TEXT SHOWN
Segment Open

Microsoft is pulling the plug on Together Mode, the AI-powered Teams feature that became a symbol of pandemic-era remote work. Launched in 2020 to simulate in-person meetings by placing participants in virtual conference rooms, the feature is being retired as the company streamlines Teams for a post-pandemic world where the novelty of virtual backgrounds has worn thin.
Microsoft is saying goodbye to one of the pandemic's most distinctive - and divisive - video conferencing features. Together Mode, the AI-powered tool that transported remote workers into shared virtual spaces, is being phased out as the company refocuses Teams on what it calls a "simplified meeting experience."
The announcement, posted to Microsoft's tech community blog, marks the end of a feature that launched in July 2020 when the world was still figuring out how to make remote work feel less isolating. Together Mode used AI to extract participants' heads and shoulders from their home offices and place them side-by-side in virtual auditoriums, coffee shops, and conference rooms.
The feature definitely had its fans. By cutting out the visual chaos of individual video tiles and mismatched backgrounds, Together Mode created a unified viewing experience that some found less distracting than traditional grid layouts. According to The Verge's original coverage when the feature launched, Microsoft positioned it as a way to reduce "meeting fatigue" by making virtual gatherings feel more cohesive.
But it also felt gimmicky to many users. The ability to virtually tap colleagues on the shoulder or exchange high-fives in a fake auditorium struck some as trying too hard to recreate in-person dynamics that didn't translate well to digital spaces. What worked as a novelty during lockdown lost its appeal as remote work became routine rather than emergency protocol.
The timing of the retirement isn't coincidental. Companies across the tech industry are pulling back from pandemic-era remote work tools as hybrid and in-office mandates become more common. Microsoft itself has been pushing employees back to physical offices, and the collaboration tools market has shifted from "how do we replicate the office" to "how do we make hybrid work actually work."
Microsoft Teams has been locked in an ongoing battle with Zoom and Slack for dominance in the collaboration space. While Zoom leaned into quirky features like virtual backgrounds and filters, Microsoft has increasingly emphasized enterprise integration and productivity tools over novelty features. The decision to sunset Together Mode fits that strategic shift.
The rollout of the changes will happen gradually, Microsoft says, with simplified meeting layouts replacing the virtual environments that defined Together Mode. Users won't lose core functionality - you'll still be able to see your colleagues' faces - but the AI-powered spatial arrangement and interactive elements are going away.
It's worth noting that Together Mode represented a significant technical achievement when it launched. The real-time AI processing required to cleanly extract people from their backgrounds and composite them into shared spaces at scale was genuinely impressive. But impressive technology doesn't always translate to features people actually want to use long-term.

Segment Closed

THE DATA
Segment Open

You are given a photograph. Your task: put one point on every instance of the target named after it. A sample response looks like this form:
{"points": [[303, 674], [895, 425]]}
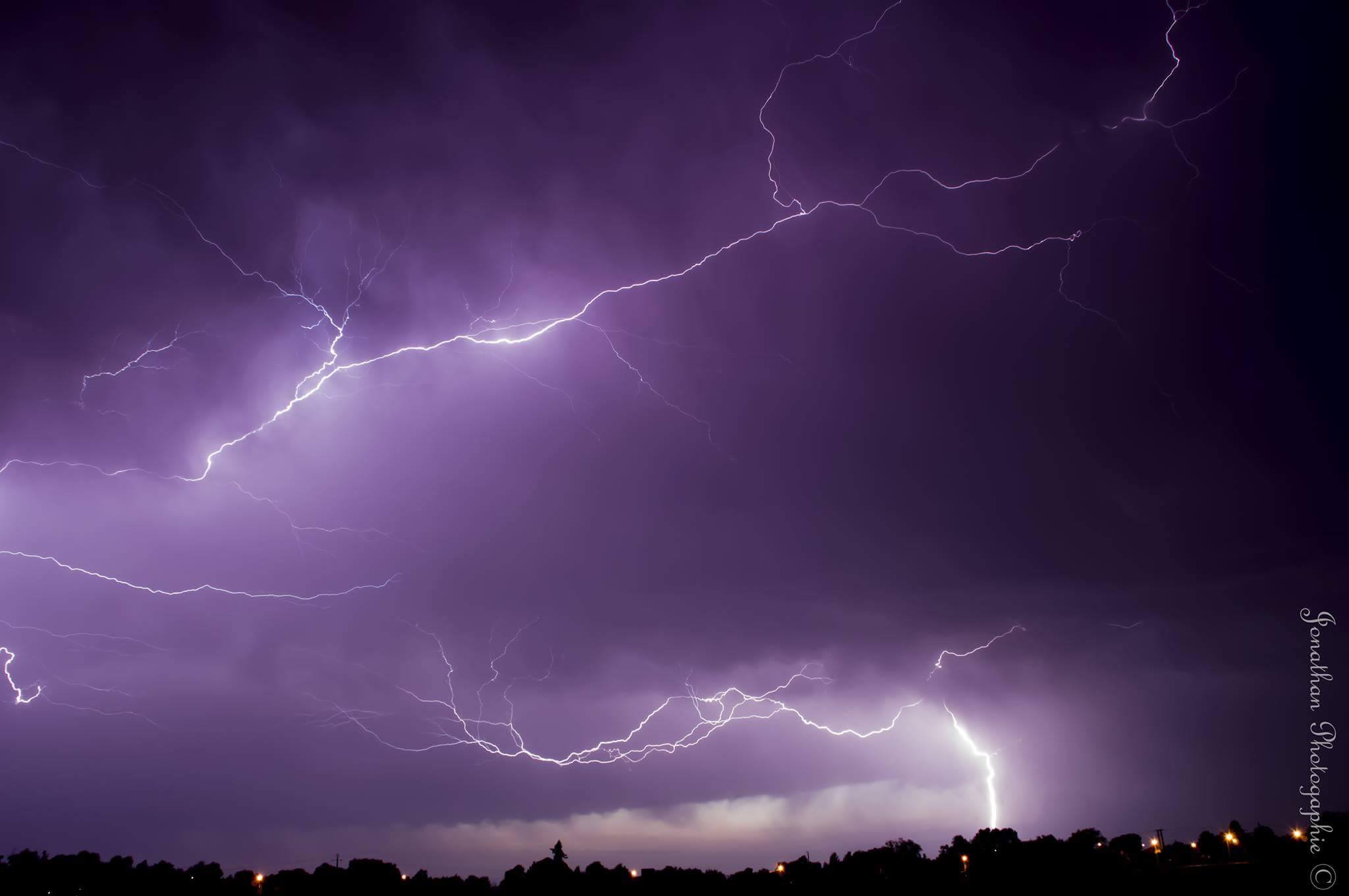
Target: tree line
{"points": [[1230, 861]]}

Segment Closed

PROBLEM TO WORK ON
Answer from the article on Together Mode:
(a) In what month and year did Together Mode launch?
(b) Which two products does the article name as Teams' rivals in the collaboration space?
(c) What will replace the virtual environments that defined Together Mode?

TASK RESPONSE
(a) July 2020
(b) Zoom and Slack
(c) Simplified meeting layouts